**What the task asks**. Copy out each record below, exactly as given.
Source material Start Marker
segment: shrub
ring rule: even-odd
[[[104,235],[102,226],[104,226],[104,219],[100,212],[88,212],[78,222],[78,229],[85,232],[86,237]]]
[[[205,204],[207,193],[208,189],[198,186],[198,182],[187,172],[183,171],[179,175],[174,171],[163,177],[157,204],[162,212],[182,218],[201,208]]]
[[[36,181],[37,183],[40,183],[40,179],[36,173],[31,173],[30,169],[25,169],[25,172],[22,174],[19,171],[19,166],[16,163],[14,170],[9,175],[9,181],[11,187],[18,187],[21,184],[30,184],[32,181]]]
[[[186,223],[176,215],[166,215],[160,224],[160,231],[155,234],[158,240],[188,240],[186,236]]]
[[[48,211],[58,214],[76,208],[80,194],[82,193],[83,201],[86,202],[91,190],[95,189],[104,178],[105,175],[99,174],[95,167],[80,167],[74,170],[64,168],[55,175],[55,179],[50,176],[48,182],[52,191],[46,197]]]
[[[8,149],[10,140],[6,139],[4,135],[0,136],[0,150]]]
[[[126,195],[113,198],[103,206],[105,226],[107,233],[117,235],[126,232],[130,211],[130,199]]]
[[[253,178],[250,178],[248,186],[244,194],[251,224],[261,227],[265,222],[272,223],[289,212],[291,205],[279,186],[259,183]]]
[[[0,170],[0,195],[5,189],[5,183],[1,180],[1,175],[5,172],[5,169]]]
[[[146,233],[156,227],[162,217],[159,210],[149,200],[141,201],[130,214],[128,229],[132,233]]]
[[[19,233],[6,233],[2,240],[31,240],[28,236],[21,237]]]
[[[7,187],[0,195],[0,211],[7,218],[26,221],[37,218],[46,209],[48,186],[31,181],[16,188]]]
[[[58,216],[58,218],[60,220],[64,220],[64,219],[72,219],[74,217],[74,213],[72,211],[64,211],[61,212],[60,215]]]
Source material End Marker
**Answer to this task**.
segment: shrub
ring rule: even-odd
[[[104,235],[102,226],[104,226],[104,219],[100,212],[88,212],[78,222],[78,229],[85,232],[86,237]]]
[[[205,204],[207,193],[208,189],[198,186],[198,182],[187,172],[183,171],[179,175],[174,171],[163,177],[157,204],[162,212],[182,218],[201,208]]]
[[[36,181],[37,183],[40,183],[40,179],[36,173],[31,173],[30,169],[25,169],[25,172],[22,174],[19,171],[19,166],[16,163],[14,170],[9,175],[9,181],[11,187],[18,187],[21,184],[30,184],[32,181]]]
[[[186,223],[176,215],[166,215],[160,224],[160,231],[155,234],[158,240],[188,240],[186,236]]]
[[[48,211],[58,214],[76,208],[80,194],[82,193],[83,201],[86,202],[91,190],[95,189],[104,178],[105,175],[99,174],[95,167],[80,167],[74,170],[64,168],[55,175],[55,179],[50,176],[48,182],[52,191],[46,197]]]
[[[8,149],[10,140],[6,139],[4,135],[0,136],[0,150]]]
[[[126,195],[113,198],[103,206],[105,226],[107,233],[117,235],[126,232],[130,211],[130,199]]]
[[[253,178],[250,178],[248,186],[244,194],[251,224],[261,227],[265,222],[272,223],[289,212],[291,205],[279,186],[259,183]]]
[[[0,170],[0,195],[5,189],[5,183],[1,180],[1,175],[5,172],[5,169]]]
[[[146,233],[156,227],[162,217],[159,210],[149,200],[141,201],[130,214],[128,229],[132,233]]]
[[[19,233],[6,233],[2,240],[31,240],[28,236],[21,237]]]
[[[7,187],[0,195],[0,211],[7,218],[26,221],[37,218],[46,209],[48,186],[31,181],[16,188]]]
[[[58,216],[58,218],[60,220],[64,220],[64,219],[72,219],[74,217],[74,213],[72,211],[64,211],[61,212],[60,215]]]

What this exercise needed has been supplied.